Stated task: Identify the line that contains "Return the outline of every instance of the lemon" in the material. Output it and every line after it, unchanged, through the end.

======== Records supplied

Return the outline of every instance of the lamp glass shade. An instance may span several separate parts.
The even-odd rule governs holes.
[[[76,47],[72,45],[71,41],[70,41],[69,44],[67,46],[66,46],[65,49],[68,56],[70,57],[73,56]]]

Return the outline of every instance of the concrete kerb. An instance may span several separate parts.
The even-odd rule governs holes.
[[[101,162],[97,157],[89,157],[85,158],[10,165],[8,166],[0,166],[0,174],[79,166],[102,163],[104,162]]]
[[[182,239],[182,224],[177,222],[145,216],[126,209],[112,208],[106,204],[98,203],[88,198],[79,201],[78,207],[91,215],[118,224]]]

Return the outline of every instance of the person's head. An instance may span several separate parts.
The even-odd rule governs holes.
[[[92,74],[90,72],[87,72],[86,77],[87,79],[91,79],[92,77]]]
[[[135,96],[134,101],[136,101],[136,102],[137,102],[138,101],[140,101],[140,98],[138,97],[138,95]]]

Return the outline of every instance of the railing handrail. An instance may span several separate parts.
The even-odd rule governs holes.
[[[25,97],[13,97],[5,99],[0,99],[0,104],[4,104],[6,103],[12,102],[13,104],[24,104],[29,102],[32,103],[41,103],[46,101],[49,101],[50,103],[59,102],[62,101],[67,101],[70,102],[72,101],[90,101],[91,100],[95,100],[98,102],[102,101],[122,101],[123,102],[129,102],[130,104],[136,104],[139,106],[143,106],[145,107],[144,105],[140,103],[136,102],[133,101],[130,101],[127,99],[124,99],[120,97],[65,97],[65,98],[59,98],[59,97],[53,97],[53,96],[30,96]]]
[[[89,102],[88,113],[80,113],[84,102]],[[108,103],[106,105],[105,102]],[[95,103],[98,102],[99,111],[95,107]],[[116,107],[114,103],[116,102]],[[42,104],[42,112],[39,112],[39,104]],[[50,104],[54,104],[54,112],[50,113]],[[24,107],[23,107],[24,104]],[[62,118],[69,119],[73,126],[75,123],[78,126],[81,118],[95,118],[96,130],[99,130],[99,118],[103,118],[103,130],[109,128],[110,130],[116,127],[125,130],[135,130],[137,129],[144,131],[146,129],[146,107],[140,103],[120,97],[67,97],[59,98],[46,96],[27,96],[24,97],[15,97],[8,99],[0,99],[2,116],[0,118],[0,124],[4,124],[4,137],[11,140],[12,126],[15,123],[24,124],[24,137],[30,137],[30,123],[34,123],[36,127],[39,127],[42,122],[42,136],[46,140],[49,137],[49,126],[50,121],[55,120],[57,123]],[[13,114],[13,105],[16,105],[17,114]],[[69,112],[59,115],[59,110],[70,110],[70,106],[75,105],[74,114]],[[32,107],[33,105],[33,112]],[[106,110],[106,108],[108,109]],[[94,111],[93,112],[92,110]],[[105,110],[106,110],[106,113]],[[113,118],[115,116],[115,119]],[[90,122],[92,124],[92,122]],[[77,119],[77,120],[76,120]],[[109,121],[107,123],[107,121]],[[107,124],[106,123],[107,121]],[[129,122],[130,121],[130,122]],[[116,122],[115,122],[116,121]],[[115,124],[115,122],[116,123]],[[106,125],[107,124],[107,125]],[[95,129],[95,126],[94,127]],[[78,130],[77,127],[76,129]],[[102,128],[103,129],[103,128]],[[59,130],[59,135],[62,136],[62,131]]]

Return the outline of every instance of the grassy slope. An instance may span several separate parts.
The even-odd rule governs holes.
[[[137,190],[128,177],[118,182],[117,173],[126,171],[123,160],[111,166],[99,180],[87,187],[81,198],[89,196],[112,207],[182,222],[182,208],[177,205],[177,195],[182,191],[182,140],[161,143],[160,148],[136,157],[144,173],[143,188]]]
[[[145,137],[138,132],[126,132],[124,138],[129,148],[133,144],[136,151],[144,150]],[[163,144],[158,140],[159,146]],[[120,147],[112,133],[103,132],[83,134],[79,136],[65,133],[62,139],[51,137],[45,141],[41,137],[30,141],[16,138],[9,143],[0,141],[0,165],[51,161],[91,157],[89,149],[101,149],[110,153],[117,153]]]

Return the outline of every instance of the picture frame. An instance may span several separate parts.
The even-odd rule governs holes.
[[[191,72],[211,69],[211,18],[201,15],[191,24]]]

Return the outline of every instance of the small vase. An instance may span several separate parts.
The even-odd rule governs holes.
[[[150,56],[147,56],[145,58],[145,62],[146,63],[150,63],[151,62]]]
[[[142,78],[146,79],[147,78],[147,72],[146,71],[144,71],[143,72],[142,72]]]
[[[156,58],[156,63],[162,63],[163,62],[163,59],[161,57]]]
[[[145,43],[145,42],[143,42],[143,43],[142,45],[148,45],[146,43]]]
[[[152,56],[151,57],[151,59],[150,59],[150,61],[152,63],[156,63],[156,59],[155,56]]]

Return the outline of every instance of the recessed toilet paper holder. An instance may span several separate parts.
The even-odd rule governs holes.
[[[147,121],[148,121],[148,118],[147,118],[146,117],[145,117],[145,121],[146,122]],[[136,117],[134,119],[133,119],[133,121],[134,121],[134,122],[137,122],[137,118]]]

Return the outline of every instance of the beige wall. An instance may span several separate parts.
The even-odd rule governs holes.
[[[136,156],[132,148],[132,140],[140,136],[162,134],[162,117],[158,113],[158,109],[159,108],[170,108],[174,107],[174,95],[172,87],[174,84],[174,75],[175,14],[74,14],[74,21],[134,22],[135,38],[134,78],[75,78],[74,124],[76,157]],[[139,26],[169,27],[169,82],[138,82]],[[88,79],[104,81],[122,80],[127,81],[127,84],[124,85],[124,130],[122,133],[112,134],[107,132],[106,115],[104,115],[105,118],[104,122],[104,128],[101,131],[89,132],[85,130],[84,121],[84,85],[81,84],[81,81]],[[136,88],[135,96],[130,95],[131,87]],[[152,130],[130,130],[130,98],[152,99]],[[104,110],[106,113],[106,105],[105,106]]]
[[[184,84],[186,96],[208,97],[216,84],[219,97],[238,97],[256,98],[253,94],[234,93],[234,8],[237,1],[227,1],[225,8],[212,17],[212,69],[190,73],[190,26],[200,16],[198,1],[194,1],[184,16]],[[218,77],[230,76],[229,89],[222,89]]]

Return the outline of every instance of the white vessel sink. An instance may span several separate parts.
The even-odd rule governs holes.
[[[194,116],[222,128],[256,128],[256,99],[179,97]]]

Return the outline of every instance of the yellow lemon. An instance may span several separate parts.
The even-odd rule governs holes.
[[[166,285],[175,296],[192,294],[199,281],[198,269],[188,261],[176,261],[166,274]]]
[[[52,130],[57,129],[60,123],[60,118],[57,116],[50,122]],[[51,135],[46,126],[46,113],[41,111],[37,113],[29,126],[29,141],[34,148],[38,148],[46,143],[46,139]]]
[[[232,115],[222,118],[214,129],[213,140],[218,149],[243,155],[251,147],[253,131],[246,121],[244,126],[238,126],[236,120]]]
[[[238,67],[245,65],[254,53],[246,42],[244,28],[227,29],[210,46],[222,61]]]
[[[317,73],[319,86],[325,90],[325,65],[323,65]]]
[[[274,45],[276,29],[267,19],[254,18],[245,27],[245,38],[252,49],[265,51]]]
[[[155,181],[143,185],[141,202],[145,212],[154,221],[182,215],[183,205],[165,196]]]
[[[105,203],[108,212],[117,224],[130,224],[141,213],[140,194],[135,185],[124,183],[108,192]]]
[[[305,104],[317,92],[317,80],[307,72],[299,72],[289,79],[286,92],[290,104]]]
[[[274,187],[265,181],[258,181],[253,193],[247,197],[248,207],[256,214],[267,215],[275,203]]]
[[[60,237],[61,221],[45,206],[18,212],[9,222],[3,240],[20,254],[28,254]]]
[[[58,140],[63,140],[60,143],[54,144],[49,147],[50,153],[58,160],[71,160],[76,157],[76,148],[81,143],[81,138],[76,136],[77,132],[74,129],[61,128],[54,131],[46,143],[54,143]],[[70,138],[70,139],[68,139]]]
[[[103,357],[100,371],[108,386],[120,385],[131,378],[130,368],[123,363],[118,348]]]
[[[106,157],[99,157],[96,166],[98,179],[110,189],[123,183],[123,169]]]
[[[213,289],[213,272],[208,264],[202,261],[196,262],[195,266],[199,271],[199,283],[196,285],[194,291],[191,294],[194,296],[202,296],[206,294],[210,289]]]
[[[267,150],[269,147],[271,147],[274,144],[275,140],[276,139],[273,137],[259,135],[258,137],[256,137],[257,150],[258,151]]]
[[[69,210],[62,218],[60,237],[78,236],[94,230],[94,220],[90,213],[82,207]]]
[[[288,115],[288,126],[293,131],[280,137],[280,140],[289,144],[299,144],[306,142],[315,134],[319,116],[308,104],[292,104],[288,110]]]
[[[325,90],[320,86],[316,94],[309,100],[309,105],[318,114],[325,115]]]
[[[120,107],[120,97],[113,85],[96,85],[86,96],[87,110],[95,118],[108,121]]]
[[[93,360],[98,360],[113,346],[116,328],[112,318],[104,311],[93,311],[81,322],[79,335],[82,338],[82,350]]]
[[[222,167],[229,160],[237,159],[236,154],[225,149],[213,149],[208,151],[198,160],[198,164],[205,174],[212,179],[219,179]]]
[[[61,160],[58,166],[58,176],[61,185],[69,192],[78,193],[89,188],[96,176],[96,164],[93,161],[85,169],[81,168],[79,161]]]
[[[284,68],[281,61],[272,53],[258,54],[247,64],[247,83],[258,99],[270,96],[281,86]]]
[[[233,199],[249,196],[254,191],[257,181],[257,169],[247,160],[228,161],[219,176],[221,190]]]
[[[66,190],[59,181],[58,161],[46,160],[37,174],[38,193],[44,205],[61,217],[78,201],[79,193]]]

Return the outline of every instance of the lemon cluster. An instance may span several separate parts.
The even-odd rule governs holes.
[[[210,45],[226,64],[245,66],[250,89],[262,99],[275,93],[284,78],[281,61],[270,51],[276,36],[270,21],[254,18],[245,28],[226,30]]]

================

Written solution:
Return the outline of every instance of the lemon cluster. An instance may span several separate parts.
The even-odd rule governs holes.
[[[210,45],[226,64],[245,66],[250,89],[262,99],[275,93],[284,78],[281,61],[270,51],[276,36],[270,21],[254,18],[245,28],[226,30]]]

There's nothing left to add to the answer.